◆ **Set of tasks**:
1. Summarize the forum thread about Outlook not receiving Gmail mail in two sentences.
2. Translate this sentence from the forum thread about Outlook and Gmail into Spanish: "I have noticed a good number of others with the same problem."
-- START Excerpted passage --
User Info is just your name then your email address
Logon info is how you connect in ISP for mail and your password
Security should be as per Gmail


----------



## tlde

*Re: Outlook cannot receive mail from Gmail*

I just went 1 1/2 hours with Microsoft, and they say they proved that it is due to a recent change in Gmail accounts and I need to go to them. The same thing happens with Windows Mail, thus not an Outlook issue.
I asked them about add-ins - they checked it. And I am not using my ISPs server as you suggest.

Imap works in that the added Gmail folder is in outlook that syncs with Gmail - mirror of emails going to Gmail. But that is not what I want.


----------



## Corday

*Re: Outlook cannot receive mail from Gmail*

Check out all the suggestions at this url: How to Contact Gmail Support - About Email


----------



## tlde

*Re: Outlook cannot receive mail from Gmail*

I don't see how that link guides me.
But I do have a post in Gmail's forum; no help yet. Thanks.
I have noticed a good number of others with the same problem.


----------



## Corday

*Re: Outlook cannot receive mail from Gmail*

Try calling Google at 650-253-0000. The link I gave you should have directed you to an email help section, but it doesn't appear to.


----------



## tlde

*Re: Outlook cannot receive mail from Gmail*

I'll try that number.
Another verification that Outlook is not the problem:
I established a 2nd Gmail account, from which I get mail into Outlook.
-- END Excerpted passage --
-- START Extracted records --
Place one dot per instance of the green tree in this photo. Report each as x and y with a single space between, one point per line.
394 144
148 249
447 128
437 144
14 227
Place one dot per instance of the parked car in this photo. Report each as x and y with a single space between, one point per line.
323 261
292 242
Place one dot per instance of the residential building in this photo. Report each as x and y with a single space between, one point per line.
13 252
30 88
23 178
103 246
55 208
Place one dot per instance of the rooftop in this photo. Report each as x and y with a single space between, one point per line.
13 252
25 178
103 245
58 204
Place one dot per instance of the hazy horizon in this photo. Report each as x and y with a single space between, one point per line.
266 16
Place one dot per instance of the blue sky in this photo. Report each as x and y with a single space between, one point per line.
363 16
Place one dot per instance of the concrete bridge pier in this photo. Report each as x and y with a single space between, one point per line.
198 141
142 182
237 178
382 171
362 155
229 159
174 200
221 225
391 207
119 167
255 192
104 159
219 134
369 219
-- END Extracted records --
-- START Extracted records --
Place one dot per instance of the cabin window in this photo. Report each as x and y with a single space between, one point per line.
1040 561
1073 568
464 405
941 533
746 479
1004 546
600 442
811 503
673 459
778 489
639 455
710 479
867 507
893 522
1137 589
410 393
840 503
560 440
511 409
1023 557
-- END Extracted records --
◆ **Complete answers**:
1. After an hour and a half with Microsoft, a user reports being told the problem comes from a recent change to Gmail accounts, since Windows Mail fails the same way. Another participant points to a page on contacting Gmail support and then to a Google phone number, and the user adds that a second Gmail account does deliver mail into Outlook, further evidence that Outlook is not the problem.

2. He notado que un buen número de personas tiene el mismo problema.